Exercise brief :: Working from the line that contains "For the audit, pick out each instance of the grassy" down to the last line below, repeat each line exactly.

Collected data:
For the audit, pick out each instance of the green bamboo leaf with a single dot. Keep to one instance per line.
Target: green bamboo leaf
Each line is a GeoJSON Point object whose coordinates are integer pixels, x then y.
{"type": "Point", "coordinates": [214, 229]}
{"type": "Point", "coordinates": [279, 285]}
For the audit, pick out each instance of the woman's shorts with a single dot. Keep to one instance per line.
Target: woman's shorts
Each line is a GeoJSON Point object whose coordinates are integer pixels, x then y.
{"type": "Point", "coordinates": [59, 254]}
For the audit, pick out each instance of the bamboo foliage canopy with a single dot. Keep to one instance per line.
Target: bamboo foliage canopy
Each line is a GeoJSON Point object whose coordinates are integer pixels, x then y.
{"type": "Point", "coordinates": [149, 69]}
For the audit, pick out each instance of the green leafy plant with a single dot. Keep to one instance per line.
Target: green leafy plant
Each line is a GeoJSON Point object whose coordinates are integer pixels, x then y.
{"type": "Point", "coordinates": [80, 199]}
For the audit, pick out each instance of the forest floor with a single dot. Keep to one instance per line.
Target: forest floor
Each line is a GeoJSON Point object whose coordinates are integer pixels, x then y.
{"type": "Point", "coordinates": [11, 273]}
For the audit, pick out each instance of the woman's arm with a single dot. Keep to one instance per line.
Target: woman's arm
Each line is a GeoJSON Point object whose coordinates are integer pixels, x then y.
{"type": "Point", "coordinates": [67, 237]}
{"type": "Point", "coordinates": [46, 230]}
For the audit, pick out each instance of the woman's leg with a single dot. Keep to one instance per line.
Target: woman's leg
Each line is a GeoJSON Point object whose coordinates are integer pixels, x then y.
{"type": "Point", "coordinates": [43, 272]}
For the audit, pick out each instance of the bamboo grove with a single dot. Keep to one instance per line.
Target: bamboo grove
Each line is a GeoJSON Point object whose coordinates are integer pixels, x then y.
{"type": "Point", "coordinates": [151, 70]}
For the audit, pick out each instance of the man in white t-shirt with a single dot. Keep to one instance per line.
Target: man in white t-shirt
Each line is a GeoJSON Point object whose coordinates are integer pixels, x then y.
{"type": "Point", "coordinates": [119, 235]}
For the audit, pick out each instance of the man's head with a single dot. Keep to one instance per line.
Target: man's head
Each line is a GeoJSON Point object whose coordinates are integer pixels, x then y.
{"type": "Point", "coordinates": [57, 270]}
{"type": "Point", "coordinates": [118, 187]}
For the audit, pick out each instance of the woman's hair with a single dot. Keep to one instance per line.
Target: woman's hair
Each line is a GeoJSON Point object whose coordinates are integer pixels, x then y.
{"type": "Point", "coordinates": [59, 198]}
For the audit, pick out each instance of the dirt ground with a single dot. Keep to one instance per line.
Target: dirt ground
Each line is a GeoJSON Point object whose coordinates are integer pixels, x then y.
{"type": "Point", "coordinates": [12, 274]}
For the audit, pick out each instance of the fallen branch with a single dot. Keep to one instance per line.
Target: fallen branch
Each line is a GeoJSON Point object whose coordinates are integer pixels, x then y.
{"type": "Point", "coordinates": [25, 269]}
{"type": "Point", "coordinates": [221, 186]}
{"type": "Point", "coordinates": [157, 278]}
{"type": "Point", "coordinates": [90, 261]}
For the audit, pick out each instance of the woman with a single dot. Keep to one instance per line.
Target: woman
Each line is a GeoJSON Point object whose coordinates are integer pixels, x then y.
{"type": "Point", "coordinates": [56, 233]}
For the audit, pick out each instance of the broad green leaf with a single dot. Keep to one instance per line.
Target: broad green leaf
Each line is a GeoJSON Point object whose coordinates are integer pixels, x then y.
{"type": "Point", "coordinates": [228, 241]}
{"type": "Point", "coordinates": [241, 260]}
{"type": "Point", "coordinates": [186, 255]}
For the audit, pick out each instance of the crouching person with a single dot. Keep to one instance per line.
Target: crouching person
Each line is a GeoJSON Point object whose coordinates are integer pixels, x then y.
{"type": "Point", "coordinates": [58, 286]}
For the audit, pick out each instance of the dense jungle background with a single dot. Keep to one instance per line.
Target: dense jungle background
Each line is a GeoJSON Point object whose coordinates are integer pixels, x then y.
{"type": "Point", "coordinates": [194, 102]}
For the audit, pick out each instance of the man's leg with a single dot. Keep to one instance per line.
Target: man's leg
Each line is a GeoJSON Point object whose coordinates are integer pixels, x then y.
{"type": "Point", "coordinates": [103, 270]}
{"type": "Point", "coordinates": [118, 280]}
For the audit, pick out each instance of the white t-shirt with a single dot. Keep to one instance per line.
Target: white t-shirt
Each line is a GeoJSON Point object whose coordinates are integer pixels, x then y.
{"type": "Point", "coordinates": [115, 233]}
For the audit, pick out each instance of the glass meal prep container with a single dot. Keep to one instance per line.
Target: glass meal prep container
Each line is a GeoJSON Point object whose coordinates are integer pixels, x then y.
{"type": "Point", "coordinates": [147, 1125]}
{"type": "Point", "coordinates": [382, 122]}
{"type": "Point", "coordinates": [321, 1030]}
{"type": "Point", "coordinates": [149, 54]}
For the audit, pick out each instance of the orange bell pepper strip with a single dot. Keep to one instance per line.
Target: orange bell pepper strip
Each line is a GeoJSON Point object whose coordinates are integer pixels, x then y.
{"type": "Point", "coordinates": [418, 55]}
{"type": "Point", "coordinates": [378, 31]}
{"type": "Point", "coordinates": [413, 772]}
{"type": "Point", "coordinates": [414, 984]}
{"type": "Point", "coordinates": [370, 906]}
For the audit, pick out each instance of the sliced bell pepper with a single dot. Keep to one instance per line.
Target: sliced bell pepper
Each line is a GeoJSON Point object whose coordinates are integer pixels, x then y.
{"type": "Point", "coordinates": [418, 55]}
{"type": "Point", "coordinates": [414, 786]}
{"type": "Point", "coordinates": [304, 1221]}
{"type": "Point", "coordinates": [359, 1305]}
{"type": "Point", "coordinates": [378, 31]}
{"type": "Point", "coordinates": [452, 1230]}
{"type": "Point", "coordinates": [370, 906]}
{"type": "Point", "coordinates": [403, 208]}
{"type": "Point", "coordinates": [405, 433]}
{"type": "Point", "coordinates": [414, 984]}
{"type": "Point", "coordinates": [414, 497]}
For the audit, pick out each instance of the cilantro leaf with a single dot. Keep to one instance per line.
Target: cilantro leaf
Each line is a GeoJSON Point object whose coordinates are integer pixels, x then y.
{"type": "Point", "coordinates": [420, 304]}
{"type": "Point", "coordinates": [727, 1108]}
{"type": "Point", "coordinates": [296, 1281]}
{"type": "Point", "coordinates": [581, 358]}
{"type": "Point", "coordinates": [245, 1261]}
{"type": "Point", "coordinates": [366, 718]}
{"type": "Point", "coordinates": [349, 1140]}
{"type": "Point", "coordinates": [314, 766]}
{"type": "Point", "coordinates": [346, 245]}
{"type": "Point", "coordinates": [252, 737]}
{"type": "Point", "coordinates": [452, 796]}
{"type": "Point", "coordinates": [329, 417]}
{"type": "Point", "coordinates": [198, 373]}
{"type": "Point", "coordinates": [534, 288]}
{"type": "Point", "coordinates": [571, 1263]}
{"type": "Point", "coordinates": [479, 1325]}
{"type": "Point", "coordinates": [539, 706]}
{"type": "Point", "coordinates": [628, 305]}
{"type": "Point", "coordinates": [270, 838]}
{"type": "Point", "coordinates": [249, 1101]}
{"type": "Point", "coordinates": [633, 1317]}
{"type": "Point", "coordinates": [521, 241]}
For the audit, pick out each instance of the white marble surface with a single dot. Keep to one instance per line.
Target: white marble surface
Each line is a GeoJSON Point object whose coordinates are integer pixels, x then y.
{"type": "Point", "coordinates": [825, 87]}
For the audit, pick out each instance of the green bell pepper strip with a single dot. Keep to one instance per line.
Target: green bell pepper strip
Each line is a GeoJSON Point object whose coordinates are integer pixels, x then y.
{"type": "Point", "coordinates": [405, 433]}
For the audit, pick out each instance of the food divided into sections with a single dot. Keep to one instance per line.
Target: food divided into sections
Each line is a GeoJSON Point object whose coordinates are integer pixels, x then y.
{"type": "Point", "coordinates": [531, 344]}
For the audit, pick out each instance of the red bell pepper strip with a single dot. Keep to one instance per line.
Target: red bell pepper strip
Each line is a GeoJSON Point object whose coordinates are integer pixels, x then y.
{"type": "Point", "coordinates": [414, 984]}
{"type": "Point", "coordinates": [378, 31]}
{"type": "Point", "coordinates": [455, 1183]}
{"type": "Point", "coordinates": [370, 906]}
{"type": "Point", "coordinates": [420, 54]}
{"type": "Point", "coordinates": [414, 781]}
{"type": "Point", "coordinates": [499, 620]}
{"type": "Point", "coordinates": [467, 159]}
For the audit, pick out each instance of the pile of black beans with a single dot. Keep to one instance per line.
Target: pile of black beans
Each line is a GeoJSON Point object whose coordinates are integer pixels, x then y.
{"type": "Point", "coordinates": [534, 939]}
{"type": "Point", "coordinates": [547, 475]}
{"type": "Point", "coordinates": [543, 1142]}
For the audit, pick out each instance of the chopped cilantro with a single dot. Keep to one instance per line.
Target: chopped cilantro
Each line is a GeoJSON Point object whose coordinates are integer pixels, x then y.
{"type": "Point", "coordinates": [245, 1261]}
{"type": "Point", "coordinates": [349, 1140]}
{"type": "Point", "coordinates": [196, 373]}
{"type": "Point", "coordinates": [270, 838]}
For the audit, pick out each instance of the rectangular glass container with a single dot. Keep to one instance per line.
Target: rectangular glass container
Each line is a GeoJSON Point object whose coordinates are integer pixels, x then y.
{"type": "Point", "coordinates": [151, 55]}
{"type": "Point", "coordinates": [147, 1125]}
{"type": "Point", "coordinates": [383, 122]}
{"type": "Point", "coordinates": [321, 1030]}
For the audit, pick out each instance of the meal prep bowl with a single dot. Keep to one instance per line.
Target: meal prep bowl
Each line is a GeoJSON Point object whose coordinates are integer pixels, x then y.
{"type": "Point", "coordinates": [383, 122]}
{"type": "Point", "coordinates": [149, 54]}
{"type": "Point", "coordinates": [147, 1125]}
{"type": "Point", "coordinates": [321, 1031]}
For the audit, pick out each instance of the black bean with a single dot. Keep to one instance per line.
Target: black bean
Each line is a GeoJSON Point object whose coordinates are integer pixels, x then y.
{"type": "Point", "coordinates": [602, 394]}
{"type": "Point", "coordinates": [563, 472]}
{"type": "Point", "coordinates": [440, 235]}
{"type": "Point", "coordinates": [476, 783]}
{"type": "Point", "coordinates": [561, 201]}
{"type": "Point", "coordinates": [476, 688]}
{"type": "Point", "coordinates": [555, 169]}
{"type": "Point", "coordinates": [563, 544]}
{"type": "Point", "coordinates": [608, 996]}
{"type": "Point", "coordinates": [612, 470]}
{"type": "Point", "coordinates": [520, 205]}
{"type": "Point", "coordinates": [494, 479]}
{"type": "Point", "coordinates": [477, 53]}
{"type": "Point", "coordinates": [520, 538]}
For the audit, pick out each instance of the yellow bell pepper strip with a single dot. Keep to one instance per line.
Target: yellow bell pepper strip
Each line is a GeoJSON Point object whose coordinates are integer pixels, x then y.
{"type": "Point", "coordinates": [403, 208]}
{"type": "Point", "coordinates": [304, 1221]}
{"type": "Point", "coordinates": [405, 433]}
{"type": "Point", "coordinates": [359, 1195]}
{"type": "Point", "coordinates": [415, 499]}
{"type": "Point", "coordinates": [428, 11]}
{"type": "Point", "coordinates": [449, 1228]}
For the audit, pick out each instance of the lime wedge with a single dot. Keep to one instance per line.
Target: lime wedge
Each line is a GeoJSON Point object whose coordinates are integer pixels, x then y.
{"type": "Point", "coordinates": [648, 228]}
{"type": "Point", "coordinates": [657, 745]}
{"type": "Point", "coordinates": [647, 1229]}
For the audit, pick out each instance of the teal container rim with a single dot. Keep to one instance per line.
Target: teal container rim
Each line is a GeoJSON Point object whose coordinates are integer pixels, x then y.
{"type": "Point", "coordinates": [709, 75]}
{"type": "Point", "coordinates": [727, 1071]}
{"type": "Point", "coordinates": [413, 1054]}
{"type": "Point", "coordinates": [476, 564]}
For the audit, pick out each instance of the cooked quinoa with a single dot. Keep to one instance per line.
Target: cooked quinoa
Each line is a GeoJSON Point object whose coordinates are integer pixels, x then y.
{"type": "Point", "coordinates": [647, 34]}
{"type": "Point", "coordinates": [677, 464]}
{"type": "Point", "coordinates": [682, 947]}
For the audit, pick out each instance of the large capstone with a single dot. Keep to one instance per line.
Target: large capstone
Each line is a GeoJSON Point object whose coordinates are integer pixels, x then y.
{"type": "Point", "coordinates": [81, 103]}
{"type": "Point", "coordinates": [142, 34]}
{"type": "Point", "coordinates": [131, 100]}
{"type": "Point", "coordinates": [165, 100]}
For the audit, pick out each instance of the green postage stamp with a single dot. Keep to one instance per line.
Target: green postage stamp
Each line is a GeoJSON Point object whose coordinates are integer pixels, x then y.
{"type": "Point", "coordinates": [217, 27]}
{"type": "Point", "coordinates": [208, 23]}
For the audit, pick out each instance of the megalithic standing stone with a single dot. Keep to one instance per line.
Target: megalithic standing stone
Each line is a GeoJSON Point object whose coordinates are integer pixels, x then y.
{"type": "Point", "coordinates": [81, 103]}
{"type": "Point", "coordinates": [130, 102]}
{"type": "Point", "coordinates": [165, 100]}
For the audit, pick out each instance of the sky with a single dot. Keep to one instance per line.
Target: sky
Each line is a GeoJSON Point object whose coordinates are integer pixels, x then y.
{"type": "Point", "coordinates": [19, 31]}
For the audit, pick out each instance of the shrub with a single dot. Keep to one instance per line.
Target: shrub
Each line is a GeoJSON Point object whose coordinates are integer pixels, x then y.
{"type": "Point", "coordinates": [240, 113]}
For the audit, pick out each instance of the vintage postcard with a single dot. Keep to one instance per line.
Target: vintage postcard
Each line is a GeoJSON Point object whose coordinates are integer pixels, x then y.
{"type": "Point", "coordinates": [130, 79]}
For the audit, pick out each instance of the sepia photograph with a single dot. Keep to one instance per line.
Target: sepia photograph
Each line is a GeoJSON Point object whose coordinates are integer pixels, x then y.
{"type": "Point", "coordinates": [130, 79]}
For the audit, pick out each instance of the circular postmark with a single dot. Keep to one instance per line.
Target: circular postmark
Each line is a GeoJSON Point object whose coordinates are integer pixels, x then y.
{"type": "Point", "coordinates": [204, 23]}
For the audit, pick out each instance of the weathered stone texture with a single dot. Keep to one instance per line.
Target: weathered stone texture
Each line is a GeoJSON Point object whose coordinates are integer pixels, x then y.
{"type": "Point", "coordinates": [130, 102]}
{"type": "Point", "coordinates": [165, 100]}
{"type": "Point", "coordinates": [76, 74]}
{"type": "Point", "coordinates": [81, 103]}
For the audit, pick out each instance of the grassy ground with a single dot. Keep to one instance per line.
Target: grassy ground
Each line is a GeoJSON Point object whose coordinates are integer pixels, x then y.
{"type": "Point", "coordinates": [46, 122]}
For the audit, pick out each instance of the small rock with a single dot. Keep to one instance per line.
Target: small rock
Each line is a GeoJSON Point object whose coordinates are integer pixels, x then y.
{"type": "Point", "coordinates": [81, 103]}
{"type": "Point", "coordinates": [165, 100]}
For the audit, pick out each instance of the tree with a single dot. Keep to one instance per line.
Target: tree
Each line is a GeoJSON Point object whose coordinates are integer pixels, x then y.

The reply ::
For the audit, pick out each instance of the grassy ground with a single dot. Keep to one instance per line.
Target: grassy ground
Each line is a GeoJSON Point object whose coordinates are integer pixels, x then y.
{"type": "Point", "coordinates": [46, 122]}
For the audit, pick out each instance of the small rock with a single dot. Keep to one instance per line.
Target: small rock
Each line is a GeoJSON Point object whose coordinates are integer pixels, x then y.
{"type": "Point", "coordinates": [81, 103]}
{"type": "Point", "coordinates": [165, 100]}
For the audit, pick out each instance of the tree with a single dot. Keep to one instance per line.
Target: tree
Each line is a GeoJSON Point object whose coordinates are integer pixels, x then y.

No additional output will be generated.